* **Aim of the task**
Reproduce the following records verbatim, line for line.

* **Data for this task**
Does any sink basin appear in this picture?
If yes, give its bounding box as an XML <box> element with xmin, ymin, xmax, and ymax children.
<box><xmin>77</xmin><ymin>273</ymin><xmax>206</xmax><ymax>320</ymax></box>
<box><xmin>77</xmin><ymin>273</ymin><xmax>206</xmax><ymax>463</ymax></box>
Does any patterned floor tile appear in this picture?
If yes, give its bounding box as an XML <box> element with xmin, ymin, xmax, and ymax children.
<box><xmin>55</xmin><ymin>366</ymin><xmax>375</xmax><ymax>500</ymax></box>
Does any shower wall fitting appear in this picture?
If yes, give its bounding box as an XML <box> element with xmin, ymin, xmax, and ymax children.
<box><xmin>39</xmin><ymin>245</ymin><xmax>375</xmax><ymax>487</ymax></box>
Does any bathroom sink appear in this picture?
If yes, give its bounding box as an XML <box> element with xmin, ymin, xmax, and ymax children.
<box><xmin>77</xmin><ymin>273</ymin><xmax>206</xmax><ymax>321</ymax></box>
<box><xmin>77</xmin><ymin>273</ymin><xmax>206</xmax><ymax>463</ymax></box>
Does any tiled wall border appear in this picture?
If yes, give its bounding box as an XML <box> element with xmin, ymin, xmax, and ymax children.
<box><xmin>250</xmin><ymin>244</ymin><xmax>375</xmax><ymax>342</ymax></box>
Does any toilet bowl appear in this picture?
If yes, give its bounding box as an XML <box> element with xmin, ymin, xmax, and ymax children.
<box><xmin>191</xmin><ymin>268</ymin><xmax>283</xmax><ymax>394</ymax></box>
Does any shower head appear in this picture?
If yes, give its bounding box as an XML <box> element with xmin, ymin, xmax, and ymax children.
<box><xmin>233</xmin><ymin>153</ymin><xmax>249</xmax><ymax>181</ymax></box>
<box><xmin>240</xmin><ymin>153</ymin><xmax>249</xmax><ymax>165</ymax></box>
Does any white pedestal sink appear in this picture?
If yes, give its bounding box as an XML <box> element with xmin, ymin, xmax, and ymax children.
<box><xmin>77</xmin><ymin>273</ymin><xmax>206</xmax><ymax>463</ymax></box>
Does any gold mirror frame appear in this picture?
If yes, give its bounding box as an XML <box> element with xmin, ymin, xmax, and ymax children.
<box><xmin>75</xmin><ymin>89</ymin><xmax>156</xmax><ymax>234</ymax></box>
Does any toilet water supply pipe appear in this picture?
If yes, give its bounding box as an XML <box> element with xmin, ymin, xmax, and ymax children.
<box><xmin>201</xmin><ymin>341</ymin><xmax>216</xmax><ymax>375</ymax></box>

* **Exercise output**
Does any sink basin appear in this picture?
If yes, give its bounding box as an XML <box> element with xmin, ymin, xmax, and ymax children.
<box><xmin>77</xmin><ymin>273</ymin><xmax>206</xmax><ymax>320</ymax></box>
<box><xmin>77</xmin><ymin>273</ymin><xmax>206</xmax><ymax>463</ymax></box>
Does any patterned floor tile appear in this picture?
If yes, give its bounding box as an XML <box> element with xmin, ymin, xmax, and ymax children.
<box><xmin>55</xmin><ymin>366</ymin><xmax>375</xmax><ymax>500</ymax></box>
Does any shower wall fitting appear in this picture?
If yes, give its bounding box as an XML <box> element with xmin, ymin, xmax, and ymax children.
<box><xmin>39</xmin><ymin>245</ymin><xmax>375</xmax><ymax>487</ymax></box>
Does any bathroom sink appear in this picture?
If yes, give its bounding box as an XML <box> element with xmin, ymin, xmax, and ymax children.
<box><xmin>77</xmin><ymin>273</ymin><xmax>206</xmax><ymax>321</ymax></box>
<box><xmin>77</xmin><ymin>273</ymin><xmax>206</xmax><ymax>463</ymax></box>
Does any tiled wall border appear in this picture?
If yes, give its bounding box as an XML <box> element with xmin, ymin, xmax, and ymax children.
<box><xmin>250</xmin><ymin>244</ymin><xmax>375</xmax><ymax>342</ymax></box>
Does any toilet bowl appear in this picture?
If yes, give its bounding box as an XML <box> element with xmin, ymin, xmax, and ymax children.
<box><xmin>191</xmin><ymin>268</ymin><xmax>283</xmax><ymax>394</ymax></box>
Does any shower head appear in this picture?
If yes, give its bounding box as an XML <box> element with xmin, ymin, xmax, and ymax children.
<box><xmin>233</xmin><ymin>153</ymin><xmax>249</xmax><ymax>181</ymax></box>
<box><xmin>240</xmin><ymin>153</ymin><xmax>249</xmax><ymax>165</ymax></box>
Does any white pedestal sink appear in this picture?
If yes, give its bounding box as an XML <box> element with xmin, ymin, xmax, and ymax children.
<box><xmin>77</xmin><ymin>273</ymin><xmax>206</xmax><ymax>463</ymax></box>
Does any gold mirror frame appear in this picture?
If yes, give its bounding box as an XML <box> element with xmin, ymin, xmax, and ymax children.
<box><xmin>75</xmin><ymin>89</ymin><xmax>156</xmax><ymax>234</ymax></box>
Does any toilet water supply pipe appear in this picture?
If yes, give its bounding box as an XML <box> element with xmin, ymin, xmax, and ymax children.
<box><xmin>201</xmin><ymin>341</ymin><xmax>216</xmax><ymax>375</ymax></box>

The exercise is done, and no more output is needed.